Directions ::
Once the line with "box: [267, 259, 305, 278]" is found in the entries below, print it and each following line exactly, stopping after the line with "positive clicks: (118, 184) (111, 203)"; print nothing else.

Record set ::
Start of Block
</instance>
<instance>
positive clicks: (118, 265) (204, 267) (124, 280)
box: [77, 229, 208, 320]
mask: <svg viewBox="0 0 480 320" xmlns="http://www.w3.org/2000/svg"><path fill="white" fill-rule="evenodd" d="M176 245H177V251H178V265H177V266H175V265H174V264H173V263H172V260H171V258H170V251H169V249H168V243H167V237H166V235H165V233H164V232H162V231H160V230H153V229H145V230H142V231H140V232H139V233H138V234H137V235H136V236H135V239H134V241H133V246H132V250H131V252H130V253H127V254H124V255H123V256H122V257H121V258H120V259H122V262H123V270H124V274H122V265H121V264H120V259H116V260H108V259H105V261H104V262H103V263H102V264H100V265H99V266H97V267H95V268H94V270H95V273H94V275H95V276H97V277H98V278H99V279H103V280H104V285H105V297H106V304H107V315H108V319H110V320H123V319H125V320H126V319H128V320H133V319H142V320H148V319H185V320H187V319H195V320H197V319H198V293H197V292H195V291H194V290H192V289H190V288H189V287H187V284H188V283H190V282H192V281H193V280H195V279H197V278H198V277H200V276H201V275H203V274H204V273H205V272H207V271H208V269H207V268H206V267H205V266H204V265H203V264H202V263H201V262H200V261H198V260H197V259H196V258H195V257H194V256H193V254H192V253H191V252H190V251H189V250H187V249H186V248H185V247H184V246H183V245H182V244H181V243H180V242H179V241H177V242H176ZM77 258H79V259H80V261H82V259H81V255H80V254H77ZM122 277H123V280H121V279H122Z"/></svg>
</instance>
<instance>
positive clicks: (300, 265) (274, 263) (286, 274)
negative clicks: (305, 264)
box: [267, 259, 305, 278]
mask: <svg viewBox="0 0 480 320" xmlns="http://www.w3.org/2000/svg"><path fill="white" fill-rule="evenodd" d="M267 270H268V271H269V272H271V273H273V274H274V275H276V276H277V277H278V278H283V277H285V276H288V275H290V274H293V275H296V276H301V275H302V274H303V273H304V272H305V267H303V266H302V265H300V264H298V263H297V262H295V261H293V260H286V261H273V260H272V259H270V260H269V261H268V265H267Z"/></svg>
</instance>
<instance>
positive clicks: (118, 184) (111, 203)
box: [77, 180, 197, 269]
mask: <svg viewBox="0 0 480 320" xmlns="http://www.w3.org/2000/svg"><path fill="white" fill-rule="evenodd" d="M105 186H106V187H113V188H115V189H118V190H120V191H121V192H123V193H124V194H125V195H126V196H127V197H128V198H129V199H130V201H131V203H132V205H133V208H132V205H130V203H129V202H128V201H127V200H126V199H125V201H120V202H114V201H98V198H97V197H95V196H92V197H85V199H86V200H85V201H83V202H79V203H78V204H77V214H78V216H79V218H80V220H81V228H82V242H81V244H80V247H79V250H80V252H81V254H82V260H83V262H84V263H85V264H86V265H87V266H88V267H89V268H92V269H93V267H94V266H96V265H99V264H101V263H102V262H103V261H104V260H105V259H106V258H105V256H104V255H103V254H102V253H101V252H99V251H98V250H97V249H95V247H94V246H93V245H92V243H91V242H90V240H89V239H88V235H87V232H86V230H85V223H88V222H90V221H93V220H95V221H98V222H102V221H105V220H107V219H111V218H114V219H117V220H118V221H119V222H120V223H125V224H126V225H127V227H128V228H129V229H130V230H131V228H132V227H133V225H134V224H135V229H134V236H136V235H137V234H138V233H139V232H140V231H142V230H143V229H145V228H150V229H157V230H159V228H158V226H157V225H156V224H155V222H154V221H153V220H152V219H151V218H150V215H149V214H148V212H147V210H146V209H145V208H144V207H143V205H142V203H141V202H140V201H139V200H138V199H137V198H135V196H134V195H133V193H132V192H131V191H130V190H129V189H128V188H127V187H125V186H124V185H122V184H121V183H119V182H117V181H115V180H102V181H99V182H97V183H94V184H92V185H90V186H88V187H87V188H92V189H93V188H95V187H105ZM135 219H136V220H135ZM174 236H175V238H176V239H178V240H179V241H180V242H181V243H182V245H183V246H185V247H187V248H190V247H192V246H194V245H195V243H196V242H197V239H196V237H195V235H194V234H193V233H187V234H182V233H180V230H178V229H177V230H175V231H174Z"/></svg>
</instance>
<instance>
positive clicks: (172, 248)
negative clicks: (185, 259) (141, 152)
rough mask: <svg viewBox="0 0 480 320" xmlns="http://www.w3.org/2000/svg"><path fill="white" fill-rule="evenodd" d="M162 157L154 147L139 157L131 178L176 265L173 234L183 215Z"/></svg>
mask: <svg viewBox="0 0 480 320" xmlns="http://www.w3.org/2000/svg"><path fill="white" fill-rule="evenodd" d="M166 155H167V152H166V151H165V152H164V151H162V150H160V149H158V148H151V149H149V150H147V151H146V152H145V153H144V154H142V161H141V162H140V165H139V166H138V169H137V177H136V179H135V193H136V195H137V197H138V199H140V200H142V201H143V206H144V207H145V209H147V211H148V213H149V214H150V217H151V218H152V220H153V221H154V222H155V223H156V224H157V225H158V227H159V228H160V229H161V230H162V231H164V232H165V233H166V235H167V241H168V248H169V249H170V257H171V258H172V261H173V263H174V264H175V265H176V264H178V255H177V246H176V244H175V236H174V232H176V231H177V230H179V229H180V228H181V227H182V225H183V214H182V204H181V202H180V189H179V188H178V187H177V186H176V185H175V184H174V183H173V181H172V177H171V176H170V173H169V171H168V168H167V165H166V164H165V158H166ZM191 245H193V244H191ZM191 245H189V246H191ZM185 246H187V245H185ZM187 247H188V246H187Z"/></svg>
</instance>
End of Block
Start of Block
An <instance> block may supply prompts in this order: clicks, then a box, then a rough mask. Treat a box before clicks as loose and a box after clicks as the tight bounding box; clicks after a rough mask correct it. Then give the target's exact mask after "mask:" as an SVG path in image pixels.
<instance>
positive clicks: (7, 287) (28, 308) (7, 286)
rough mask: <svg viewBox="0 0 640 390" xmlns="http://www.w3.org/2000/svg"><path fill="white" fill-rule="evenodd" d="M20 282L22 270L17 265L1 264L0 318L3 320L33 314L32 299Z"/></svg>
End of Block
Exercise output ::
box: [267, 259, 305, 278]
mask: <svg viewBox="0 0 480 320" xmlns="http://www.w3.org/2000/svg"><path fill="white" fill-rule="evenodd" d="M267 270H268V271H269V272H271V273H273V274H274V275H276V276H277V277H278V278H283V277H285V276H288V275H290V274H293V275H296V276H301V275H302V274H303V273H304V272H305V267H303V266H302V265H300V264H298V263H297V262H295V261H293V260H286V261H273V260H272V259H270V260H269V261H268V265H267Z"/></svg>
</instance>
<instance>
positive clicks: (118, 184) (111, 203)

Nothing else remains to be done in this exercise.